## Brief 1
According to the passage on the Operator Selection Algorithm, what does a negative value indicate about an operator type?

## Passage given
>>>
Algorithm 3, i.e., the Operator Selection Algorithm, is used to select operator types which can be scaled down without violating the SLOs. Therefore, this algorithm considers several static as well as runtime aspects of the operator types. The goal of the algorithm is to obtain a value which describes the suitability of a particular operator type to be scaled down. Whenever the value is negative, the operator type must not be scaled down, i.e., all operator instances for this type are required to fulfill the SLO.

First, the algorithm ensures that there is at least one operator instance for the given operator type (Lines 2–4). Second, the function considers the amount of all currently running instances for the specific operator type and normalizes it to obtain a value between 0 and 1 (Line 5). This normalization is carried out based on the maximal respectively minimal amount of instances for all operator types. This value represents the aspect that it is better to scale down an operator type with numerous operator instances because the scale down operation removes a smaller percentage of processing power compared to an operator type with fewer operator instances.
<<<
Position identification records
>>>
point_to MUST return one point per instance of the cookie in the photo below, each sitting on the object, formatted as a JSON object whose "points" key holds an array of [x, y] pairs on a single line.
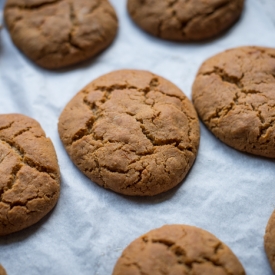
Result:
{"points": [[183, 20], [234, 94], [59, 33], [269, 241], [30, 178], [178, 249], [132, 132], [2, 270]]}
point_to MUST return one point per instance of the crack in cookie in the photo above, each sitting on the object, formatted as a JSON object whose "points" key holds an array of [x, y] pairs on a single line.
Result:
{"points": [[60, 33], [30, 178], [132, 132], [182, 20], [178, 249], [234, 96]]}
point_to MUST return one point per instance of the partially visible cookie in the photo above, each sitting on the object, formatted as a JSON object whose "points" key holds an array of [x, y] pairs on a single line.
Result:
{"points": [[58, 33], [178, 250], [269, 241], [183, 20], [2, 270], [30, 178], [234, 94], [132, 132]]}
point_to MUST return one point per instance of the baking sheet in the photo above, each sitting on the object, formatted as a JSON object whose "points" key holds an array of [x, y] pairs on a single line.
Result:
{"points": [[229, 193]]}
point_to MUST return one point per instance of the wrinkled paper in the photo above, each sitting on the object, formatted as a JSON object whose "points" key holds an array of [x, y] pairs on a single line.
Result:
{"points": [[229, 193]]}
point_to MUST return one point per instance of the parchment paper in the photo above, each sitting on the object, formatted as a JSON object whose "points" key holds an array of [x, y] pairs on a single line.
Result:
{"points": [[229, 193]]}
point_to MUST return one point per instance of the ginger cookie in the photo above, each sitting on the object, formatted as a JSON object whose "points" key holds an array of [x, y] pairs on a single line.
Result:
{"points": [[132, 132], [269, 241], [30, 178], [183, 20], [59, 33], [234, 94], [178, 249], [2, 270]]}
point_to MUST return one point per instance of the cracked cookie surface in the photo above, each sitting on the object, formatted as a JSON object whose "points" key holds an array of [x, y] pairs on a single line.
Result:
{"points": [[185, 20], [2, 270], [269, 241], [132, 132], [234, 94], [178, 250], [30, 178], [59, 33]]}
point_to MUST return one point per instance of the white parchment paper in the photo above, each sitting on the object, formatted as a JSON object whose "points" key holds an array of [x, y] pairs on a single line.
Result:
{"points": [[229, 193]]}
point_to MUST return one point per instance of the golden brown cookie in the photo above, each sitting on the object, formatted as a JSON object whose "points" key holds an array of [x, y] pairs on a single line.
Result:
{"points": [[132, 132], [58, 33], [2, 270], [178, 250], [185, 20], [234, 94], [30, 178], [269, 241]]}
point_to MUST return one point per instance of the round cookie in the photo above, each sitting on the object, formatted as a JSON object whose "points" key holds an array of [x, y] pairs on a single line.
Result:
{"points": [[178, 250], [2, 270], [58, 33], [269, 241], [30, 178], [234, 94], [183, 20], [132, 132]]}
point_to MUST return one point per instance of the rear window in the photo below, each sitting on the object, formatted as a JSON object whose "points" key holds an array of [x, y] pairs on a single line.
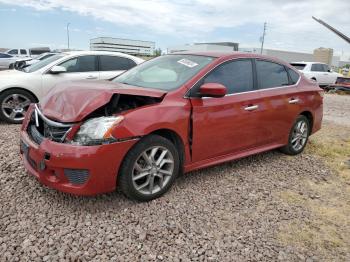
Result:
{"points": [[299, 66], [271, 74], [110, 63], [294, 76]]}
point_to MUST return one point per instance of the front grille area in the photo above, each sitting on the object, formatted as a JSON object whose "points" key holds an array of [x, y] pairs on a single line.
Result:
{"points": [[76, 176], [40, 127]]}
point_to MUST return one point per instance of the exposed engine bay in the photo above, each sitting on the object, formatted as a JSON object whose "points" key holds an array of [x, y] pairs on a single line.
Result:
{"points": [[121, 102]]}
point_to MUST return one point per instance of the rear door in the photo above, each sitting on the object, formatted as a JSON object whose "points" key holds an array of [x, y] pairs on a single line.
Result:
{"points": [[78, 68], [280, 100], [231, 123], [112, 66]]}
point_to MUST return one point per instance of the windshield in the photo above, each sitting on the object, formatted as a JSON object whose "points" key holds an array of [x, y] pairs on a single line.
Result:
{"points": [[299, 66], [42, 63], [164, 72]]}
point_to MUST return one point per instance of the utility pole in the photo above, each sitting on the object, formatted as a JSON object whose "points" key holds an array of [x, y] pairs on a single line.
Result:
{"points": [[68, 34], [263, 38]]}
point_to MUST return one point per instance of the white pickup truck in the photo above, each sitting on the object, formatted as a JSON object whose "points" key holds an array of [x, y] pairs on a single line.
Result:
{"points": [[319, 72]]}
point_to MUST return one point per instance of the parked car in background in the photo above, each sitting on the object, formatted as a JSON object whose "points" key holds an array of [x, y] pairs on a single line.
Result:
{"points": [[24, 62], [342, 84], [319, 72], [172, 114], [31, 52], [20, 88], [6, 60]]}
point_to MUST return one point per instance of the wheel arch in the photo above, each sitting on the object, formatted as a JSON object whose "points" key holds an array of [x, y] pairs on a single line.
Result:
{"points": [[23, 89], [310, 118]]}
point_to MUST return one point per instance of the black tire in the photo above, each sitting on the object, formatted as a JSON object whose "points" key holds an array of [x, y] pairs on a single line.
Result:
{"points": [[5, 113], [125, 177], [290, 149]]}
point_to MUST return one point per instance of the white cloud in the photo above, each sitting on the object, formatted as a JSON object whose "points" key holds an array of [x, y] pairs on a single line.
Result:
{"points": [[289, 21]]}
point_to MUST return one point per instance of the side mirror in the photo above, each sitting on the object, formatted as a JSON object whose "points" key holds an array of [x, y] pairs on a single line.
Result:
{"points": [[212, 90], [58, 70]]}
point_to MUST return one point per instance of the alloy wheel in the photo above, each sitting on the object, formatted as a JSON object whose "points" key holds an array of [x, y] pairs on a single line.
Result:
{"points": [[153, 170], [15, 106]]}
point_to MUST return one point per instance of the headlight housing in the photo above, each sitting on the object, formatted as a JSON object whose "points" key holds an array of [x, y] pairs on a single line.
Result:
{"points": [[97, 131]]}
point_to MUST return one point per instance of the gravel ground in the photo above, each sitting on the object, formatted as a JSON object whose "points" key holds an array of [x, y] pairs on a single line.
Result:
{"points": [[336, 109], [225, 213]]}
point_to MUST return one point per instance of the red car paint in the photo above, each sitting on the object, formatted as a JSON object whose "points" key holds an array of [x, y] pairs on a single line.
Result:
{"points": [[211, 131]]}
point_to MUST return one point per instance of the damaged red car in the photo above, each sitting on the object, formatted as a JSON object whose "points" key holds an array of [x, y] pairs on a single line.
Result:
<<<
## Brief 2
Return each line of the records that contains the word "wheel".

## Right answer 1
The operator type must not be scaled down, because all operator instances for that type are required to fulfill the SLO.

## Right answer 2
point_to MUST return one point per instance of the wheel arch in the photo above, each sitting on the object, formatted as a JSON object whose "points" key holds an array of [x, y] pairs on a single line.
point_to MUST return one point per instance of the alloy wheel in the photo above, each sitting on the object, formatted as a JSON object whose "points" key holds an array of [x, y] pairs on a single line.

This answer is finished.